- [O QUE FAZER]:
1. No texto sobre o piso salarial de médicos e dentistas, qual índice a proposta da Câmara indica para a correção anual do salário?
2. Liste todos os valores de referência que o Sindicato dos Médicos do Ceará deliberou, segundo o texto sobre o piso salarial de médicos e dentistas, indicando a que cada um corresponde.
3. Retome o texto sobre o piso salarial de médicos e dentistas logo após a última frase.

- [TEXTO DA PÁGINA]:
O projeto de lei apresentado pela senadora Daniella Ribeiro fixava o valor de R$ 10.991,19 para jornadas de 20h semanais e já trazia o acréscimo de 50% sobre as horas trabalhadas entre 22h e 5h do dia seguinte. 

Já na CAE, o senador Dr. Hiran (PP-RR) apresentou emenda para aumentar o piso para R$ 11,8 mil. Mas em função do próprio tempo de tramitação do texto, o valor ficou defasado. Por isso, o relator propôs R$ 13,6 mil, relativo a nove salários mínimos em vigor.

Caso aprovada, a medida valerá para os profissionais atuantes no setor privado e no setor público – seja com vínculo de emprego, sob o regime da CLT, ou estatutário. 

Veja o que muda no salário de médicos e cirurgiões-dentistas

A imagem mostra um infográfico de quadro comparativo com informações sobre o piso salarial das duas categorias.

Câmara dos Deputados

O projeto discutido na Câmara não está em caráter tão avançado como no Senado. Ao longo da tramitação, a relatoria decidiu adotar o piso sugerido pela senadora Daniella Ribeiro como base para as deliberações, uma vez que é o montante que está sendo usado pela União para os estudos de impacto financeiro.

Assim, mantém o valor de R$ 10.991,19 como ponto de partida, o adicional de 50% para jornadas noturnas e a vinculação à carga de 20h semanais. A diferença que existe entre as duas propostas é a forma de correção anual do salário. 

Enquanto a do Senado propõe um reajuste pelo Índice Nacional de Preços ao Consumidor Amplo (IPCA), a da Câmara indica pelo Índice Nacional de Preços ao Consumidor (INPC). 

Como os médicos e dentistas do Ceará são remunerados?

No último dia 15 de abril, o Sindicato dos Médicos do Ceará realizou Assembleia Geral Extraordinária (AGE) com a categoria e deliberou o reajuste nos valores a serem utilizados como referência para piso estadual, plantões e consultas.

Conforme estabelecido, a recomendação para o piso médico para uma jornada de trabalho de 20 horas é de R$ 12.394,55. O valor indicado para consulta é de R$ 137,37; já para plantões diurno (12 horas), o valor é de R$ 1.717,37. No caso de plantão noturno (12 horas), R$ 2.361,39.

- [REGISTROS FORNECIDOS]:
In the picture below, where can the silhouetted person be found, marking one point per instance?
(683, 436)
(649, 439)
...
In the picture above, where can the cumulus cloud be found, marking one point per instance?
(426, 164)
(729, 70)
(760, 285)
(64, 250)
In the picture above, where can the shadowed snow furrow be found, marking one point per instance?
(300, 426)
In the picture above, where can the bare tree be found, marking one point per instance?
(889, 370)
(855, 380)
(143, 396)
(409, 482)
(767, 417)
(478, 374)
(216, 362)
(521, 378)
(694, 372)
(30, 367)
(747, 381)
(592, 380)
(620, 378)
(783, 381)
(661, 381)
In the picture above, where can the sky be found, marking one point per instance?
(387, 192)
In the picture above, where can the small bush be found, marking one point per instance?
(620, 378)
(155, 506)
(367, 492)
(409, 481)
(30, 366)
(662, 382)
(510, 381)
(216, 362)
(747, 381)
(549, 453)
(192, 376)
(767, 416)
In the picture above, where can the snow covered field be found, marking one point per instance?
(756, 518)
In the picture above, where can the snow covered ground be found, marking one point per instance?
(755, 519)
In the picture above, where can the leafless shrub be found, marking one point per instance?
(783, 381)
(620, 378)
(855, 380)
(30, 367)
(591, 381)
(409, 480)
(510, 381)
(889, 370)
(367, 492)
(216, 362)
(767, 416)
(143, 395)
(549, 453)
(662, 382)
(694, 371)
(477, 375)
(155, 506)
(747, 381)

- [RESPOSTAS ESPERADAS]:
1. O Índice Nacional de Preços ao Consumidor (INPC).

2.
- Piso médico para jornada de 20 horas: R$ 12.394,55
- Consulta: R$ 137,37
- Plantão diurno (12 horas): R$ 1.717,37
- Plantão noturno (12 horas): R$ 2.361,39

3.
No caso dos profissionais de odontologia, também é observado esse descumprimento do piso. A base de cálculo é a própria lei de 1961, que formataria um salário-base de R$ 3.636 atualmente. O Conselho Regional de Odontologia do Ceará (CRO-CE) ajuizou ações na Justiça Federal em busca de corrigir valores previstos em alguns concursos públicos pelo Ceará e obteve sentenças favoráveis aos seus pleitos.

Segundo noticiou o conselho em maio, além de determinar a retificação de editais que contrariavam essa norma, a Justiça também proibiu novos certames que desrespeitem os parâmetros legais de carga horária e remuneração da categoria. A Terceira Turma do Tribunal Regional Federal da 5ª Região, por exemplo, reforçou esse entendimento mesmo em contratações temporárias de excepcional interesse público feitas pelos municípios.

Impacto financeiro-orçamentário

Após pedido da CAE, o Ministério da Gestão fez o cálculo do impacto total na administração pública federal e deixou uma lacuna em relação aos estados e municípios. 

O piso em si causaria um impacto de R$ 9,21 bilhões em 2025, de R$ 8,14 bilhões em 2026 e de R$ 7,69 bilhões em 2027. Já a majoração do adicional noturno, levaria a um aumento de despesas em R$ 71,13 milhões, em 2025; R$ 74,69 milhões, em 2026; e, R$ 74,69 milhões, em 2027. 

Para os entes subnacionais, o projeto prevê compensação por transferências via FNS, mas não há cálculos, projeções ou mesmo parâmetros mínimos que mostrem a suficiência dos repasses para esse objetivo. A própria proposta deixou de apresentar medidas de compensação financeira, o que poderia conflitar com a Lei de Responsabilidade Fiscal. Foi o que argumentou Jaques Wagner no pedido de vista.

"A ausência dessa estimativa impede a adequada avaliação do impacto para os entes federativos, podendo ensejar sérios riscos de descumprimento dos limites legais de despesa com pessoal. Cabe ressaltar que diversos municípios já enfrentam desequilíbrios fiscais, e a imposição de novos pisos salariais sem o devido respaldo orçamentário pode agravar ainda mais esse cenário", disse.

O relator Nelsinho Trad ainda não deu indicativos que como vai contornar essa pendência.